Task material:

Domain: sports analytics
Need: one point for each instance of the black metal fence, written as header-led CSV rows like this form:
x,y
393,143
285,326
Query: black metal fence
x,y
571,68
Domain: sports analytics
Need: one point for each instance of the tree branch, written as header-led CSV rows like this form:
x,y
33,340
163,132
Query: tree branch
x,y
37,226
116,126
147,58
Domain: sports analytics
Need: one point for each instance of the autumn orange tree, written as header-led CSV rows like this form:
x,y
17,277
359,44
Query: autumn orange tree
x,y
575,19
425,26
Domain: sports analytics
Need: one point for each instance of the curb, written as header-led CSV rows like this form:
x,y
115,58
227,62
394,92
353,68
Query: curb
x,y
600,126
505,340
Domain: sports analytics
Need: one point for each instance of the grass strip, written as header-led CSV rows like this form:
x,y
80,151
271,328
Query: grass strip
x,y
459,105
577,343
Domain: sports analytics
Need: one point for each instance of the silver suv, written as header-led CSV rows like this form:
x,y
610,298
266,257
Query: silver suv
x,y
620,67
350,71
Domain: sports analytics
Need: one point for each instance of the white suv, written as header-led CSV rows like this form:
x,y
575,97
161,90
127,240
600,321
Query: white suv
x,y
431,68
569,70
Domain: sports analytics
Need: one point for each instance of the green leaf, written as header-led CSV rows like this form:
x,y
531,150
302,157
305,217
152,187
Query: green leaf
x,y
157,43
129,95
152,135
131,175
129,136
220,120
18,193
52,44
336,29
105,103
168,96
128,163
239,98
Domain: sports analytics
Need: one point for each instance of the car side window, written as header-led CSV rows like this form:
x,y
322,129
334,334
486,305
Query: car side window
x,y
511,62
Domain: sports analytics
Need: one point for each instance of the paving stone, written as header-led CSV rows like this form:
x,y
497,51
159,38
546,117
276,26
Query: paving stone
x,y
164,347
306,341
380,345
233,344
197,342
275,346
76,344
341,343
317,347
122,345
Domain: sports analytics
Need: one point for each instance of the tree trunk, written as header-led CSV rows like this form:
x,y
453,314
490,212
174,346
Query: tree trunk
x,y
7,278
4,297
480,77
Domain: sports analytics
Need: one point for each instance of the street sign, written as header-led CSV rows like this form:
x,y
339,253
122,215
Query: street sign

Task instructions: Transcribe, in full, each record that appears above.

Task answer:
Domain: sports analytics
Need: one point for each instance of the black metal fence, written as header-led CSV rows like this form:
x,y
393,143
285,326
Query: black metal fence
x,y
571,68
Domain: sports analytics
Need: one point for each instance of the tree branch, written as header-led CSV rows like this form:
x,y
33,340
163,132
Query: tree branch
x,y
37,226
116,126
147,58
Domain: sports analytics
Need: one point for each instance of the autumn orange tree, written as header-led CSV rows like this form:
x,y
17,277
359,44
Query: autumn orange tree
x,y
575,19
425,26
Domain: sports analytics
Need: one point for each instance of the curb, written as header-led CSV rows like this form:
x,y
115,58
227,62
394,92
353,68
Query: curb
x,y
600,126
505,340
Domain: sports analytics
Need: one point for each instance of the grass strip, written as header-led CSV rows like this form:
x,y
80,151
271,328
Query: grass strip
x,y
459,105
577,343
Domain: sports analytics
Need: one point for each instance of the silver suv, written as header-led CSV rows like this form:
x,y
610,298
266,257
Query: silver suv
x,y
620,67
350,71
Domain: sports analytics
Need: one point for each instance of the white suv, written as header-led CSV rows like this form:
x,y
575,97
161,90
127,240
600,321
Query: white suv
x,y
431,68
569,70
Domain: sports analytics
Need: one point for each instance of the green leaf, written as header-led CSV rows like this form:
x,y
531,150
302,157
305,217
152,187
Query: green leaf
x,y
157,43
129,95
152,135
131,175
129,136
220,120
18,193
52,44
336,29
105,103
168,96
128,163
239,98
Domain: sports analytics
Need: one point for each instance of the car side window, written as header-led CSV rows like this form:
x,y
322,129
334,334
486,305
Query: car side window
x,y
511,62
Domain: sports analytics
Need: one point for each instance of the paving stone, written as header-led CSV rows like this form:
x,y
497,51
159,38
546,117
276,26
Query: paving stone
x,y
164,347
306,341
380,345
233,344
197,342
275,346
76,344
341,343
317,347
122,345
Domain: sports analytics
Need: one point for each instance of the tree trunk, written as header-led CSV rows like this form:
x,y
453,314
490,212
174,346
Query: tree trunk
x,y
7,278
4,297
480,77
Domain: sports analytics
Need: one point for each instance of the street sign, written as header-led CSV rows like this form:
x,y
339,253
122,215
Query: street sign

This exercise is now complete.